Available data:
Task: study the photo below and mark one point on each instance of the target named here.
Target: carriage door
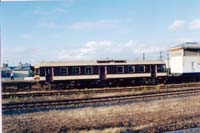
(102, 72)
(153, 71)
(48, 74)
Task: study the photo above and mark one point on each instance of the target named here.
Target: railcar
(100, 73)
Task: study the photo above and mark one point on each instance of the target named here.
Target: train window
(76, 70)
(141, 68)
(37, 71)
(161, 68)
(131, 69)
(120, 69)
(63, 71)
(88, 70)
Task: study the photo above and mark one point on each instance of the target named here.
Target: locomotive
(182, 66)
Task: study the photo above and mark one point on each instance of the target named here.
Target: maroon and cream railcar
(106, 72)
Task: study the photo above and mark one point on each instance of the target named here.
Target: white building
(185, 58)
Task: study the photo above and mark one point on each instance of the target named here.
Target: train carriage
(101, 72)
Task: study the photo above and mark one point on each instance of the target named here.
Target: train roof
(94, 63)
(186, 45)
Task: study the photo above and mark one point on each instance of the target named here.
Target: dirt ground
(154, 116)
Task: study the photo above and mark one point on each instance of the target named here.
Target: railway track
(92, 91)
(99, 100)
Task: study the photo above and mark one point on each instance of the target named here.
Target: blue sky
(34, 31)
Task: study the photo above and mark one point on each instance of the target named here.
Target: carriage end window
(131, 69)
(120, 69)
(63, 71)
(88, 70)
(76, 70)
(141, 68)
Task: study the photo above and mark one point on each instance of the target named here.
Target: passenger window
(76, 70)
(161, 68)
(88, 70)
(131, 69)
(120, 69)
(141, 68)
(63, 71)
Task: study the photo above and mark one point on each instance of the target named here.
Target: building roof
(186, 45)
(93, 63)
(23, 67)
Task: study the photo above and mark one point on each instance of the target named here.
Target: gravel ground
(153, 116)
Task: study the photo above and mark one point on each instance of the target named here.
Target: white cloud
(177, 25)
(50, 25)
(93, 50)
(194, 25)
(93, 25)
(27, 36)
(101, 24)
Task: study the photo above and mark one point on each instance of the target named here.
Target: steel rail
(98, 100)
(91, 91)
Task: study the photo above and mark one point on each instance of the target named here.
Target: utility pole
(143, 56)
(160, 55)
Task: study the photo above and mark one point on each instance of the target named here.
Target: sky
(66, 30)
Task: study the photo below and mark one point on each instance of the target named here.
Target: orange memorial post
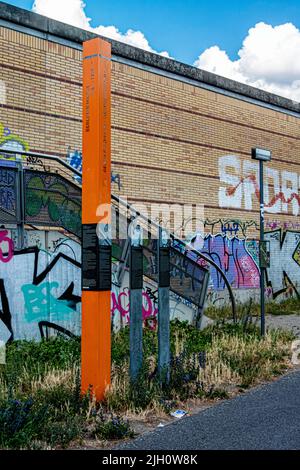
(96, 218)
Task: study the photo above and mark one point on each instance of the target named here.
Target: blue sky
(188, 29)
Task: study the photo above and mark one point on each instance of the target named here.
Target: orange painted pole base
(96, 193)
(95, 343)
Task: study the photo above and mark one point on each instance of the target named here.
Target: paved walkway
(267, 417)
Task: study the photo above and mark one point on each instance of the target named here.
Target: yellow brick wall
(167, 136)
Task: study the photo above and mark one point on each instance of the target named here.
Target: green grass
(41, 406)
(289, 306)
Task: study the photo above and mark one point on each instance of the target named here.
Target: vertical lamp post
(262, 156)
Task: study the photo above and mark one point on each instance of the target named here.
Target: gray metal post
(136, 307)
(163, 306)
(20, 202)
(262, 237)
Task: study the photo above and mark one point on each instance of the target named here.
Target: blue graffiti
(40, 303)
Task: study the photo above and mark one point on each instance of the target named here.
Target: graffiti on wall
(41, 290)
(74, 158)
(51, 200)
(285, 261)
(120, 305)
(8, 190)
(233, 257)
(6, 247)
(241, 179)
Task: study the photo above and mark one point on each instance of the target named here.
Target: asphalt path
(267, 417)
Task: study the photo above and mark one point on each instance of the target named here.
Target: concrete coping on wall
(51, 27)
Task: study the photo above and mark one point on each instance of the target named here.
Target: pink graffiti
(5, 257)
(120, 304)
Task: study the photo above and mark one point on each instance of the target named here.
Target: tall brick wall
(171, 143)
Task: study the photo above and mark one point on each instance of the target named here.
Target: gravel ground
(267, 417)
(287, 322)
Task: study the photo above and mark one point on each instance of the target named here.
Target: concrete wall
(179, 135)
(40, 289)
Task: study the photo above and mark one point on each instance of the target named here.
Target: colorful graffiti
(74, 158)
(285, 261)
(41, 290)
(7, 253)
(121, 305)
(52, 200)
(8, 190)
(233, 258)
(242, 179)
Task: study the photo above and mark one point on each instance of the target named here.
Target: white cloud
(2, 92)
(72, 12)
(268, 59)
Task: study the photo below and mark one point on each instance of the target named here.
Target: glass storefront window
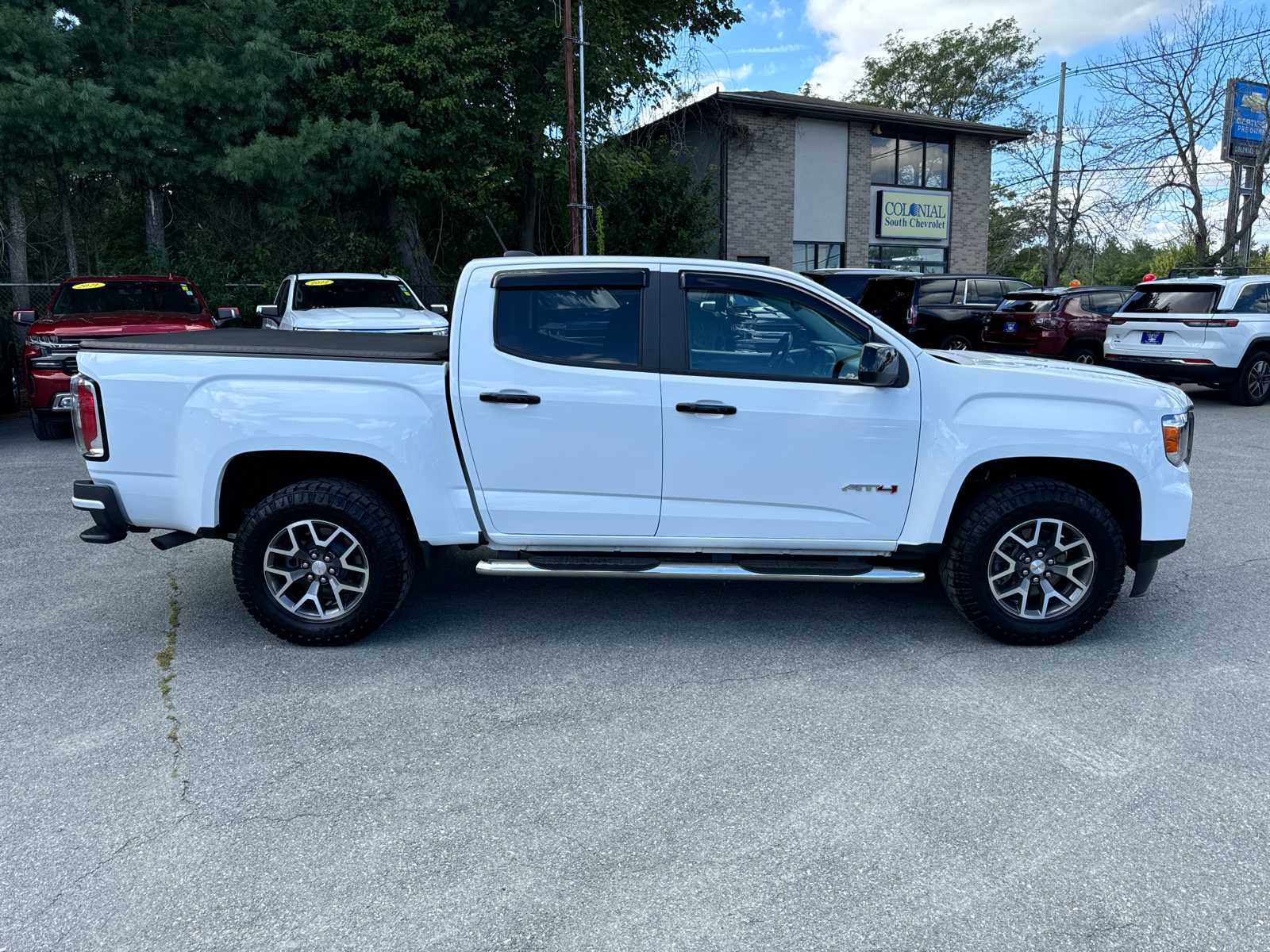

Work to be completed: Produce the data again character for character, with the images left out.

Output:
Task: study the photo below and mark one point on each instance of the target named here.
Target: carriage door
(102, 72)
(153, 71)
(48, 74)
Task: study the photo above and mark one point on each instance of the target named here.
Target: railcar
(100, 73)
Task: study the photo above and mark one point on each instance of the target named here.
Target: train window
(76, 70)
(141, 68)
(37, 71)
(161, 68)
(131, 69)
(120, 69)
(63, 71)
(88, 70)
Task: study the photo above and mark one point on each instance of the target named here.
Target: locomotive
(182, 66)
Task: study the photo above and mark one point on each instance of the target named here.
Target: maroon and cream railcar
(106, 72)
Task: study the photo above and mark one point on each instance of the target named here.
Target: white building
(185, 58)
Task: study the photo above and mark one point on each instance of the target named here.
Target: train carriage
(101, 72)
Task: study the photo above and mark one point on each instance of the target named here.
Target: train roof
(94, 63)
(186, 45)
Task: study the photo above and mark one point on each instance of the target named here.
Target: dirt ground
(154, 116)
Task: study the photo above and mark one point on each instance of the target named here.
Target: railway track
(92, 91)
(99, 100)
Task: study the photo above and mark one point on each instance of the target named here.
Target: blue sky
(34, 31)
Task: study the photo above and mark one point on each instance of the target named here.
Target: carriage end window
(131, 69)
(120, 69)
(63, 71)
(88, 70)
(76, 70)
(141, 68)
Task: study the photo above and mark one point on each instance of the target named here.
Target: passenger window
(76, 70)
(161, 68)
(88, 70)
(131, 69)
(120, 69)
(141, 68)
(63, 71)
Task: study the photo above and mark one point on each instance of the target named here.
Target: building roof
(186, 45)
(93, 63)
(23, 67)
Task: study the photo above and mark one point on each instance of the target named here.
Target: gravel ground
(153, 116)
Task: study the photo above and mark one point on each instance of the target named here.
Target: white cloud
(177, 25)
(50, 25)
(93, 50)
(194, 25)
(93, 25)
(27, 36)
(101, 24)
Task: study the photo above and mark one point on each instance of the target named here.
Target: steel rail
(98, 100)
(91, 91)
Task: study the photo above and mark one point on each instance of the target named here.
Target: utility pole
(143, 56)
(160, 55)
Task: study the photo above and mark one point on each instance of the target named here.
Target: sky
(66, 30)
Task: study the photo below and mark one point on each instance of the target named here.
Target: orange memorial post
(96, 218)
Task: study the photo above and mark one point on each instance of the target named here.
Target: blue sky
(188, 29)
Task: study the photo above and mark one point on each instance of the target named here.
Target: orange painted pole base
(96, 193)
(95, 343)
Task: study the photo above and mark one point on each instance of the target named here.
Target: paved walkway
(267, 417)
Task: study the photo above and mark one point on each instance of the target named here.
Target: yellow brick wall
(167, 136)
Task: study the photo above and mark one point on each instance of the target named here.
Target: green grass
(41, 406)
(289, 306)
Task: study the photo above and mark one point on each instance of the target named here.
Target: vertical lamp post
(262, 156)
Task: study the photo above and mark one point on each instance of the target named here.
Target: gray metal post
(136, 307)
(163, 306)
(20, 202)
(262, 237)
Task: study the photo above and mark one point on each instance of the target named here.
Target: blue graffiti
(40, 303)
Task: study the photo above and mark one point on each instance of the target named here.
Target: graffiti on wall
(41, 290)
(74, 158)
(51, 200)
(285, 261)
(120, 305)
(8, 190)
(233, 257)
(6, 247)
(241, 179)
Task: study the photo above and mark one point on each instance of the target named here.
Target: asphalt path
(267, 417)
Task: study the photo above and mark one point on each instance of the target named here.
Target: concrete coping on wall
(51, 27)
Task: study the photo above and mark one point on each instance of the target named here.
Target: pink graffiti
(5, 257)
(120, 304)
Task: study the photo above and mark one point on each instance of the target named here.
Target: tall brick wall
(171, 143)
Task: study the photo above and mark one point on each instance of the target named here.
Target: gravel ground
(267, 417)
(287, 322)
Task: study the photo above and mark one point on each instance of the target named here.
Target: concrete wall
(179, 135)
(40, 289)
Task: study the photo above and mark one point on each instance of the target named here.
Target: colorful graffiti
(74, 158)
(285, 261)
(41, 290)
(7, 253)
(121, 305)
(52, 200)
(8, 190)
(233, 258)
(242, 179)
Task: study the photo above and mark one point on each instance of the target named here.
Target: white cloud
(2, 92)
(72, 12)
(268, 59)
Task: study the photo below and mark one point on each instance of the target named here.
Target: glass storefront window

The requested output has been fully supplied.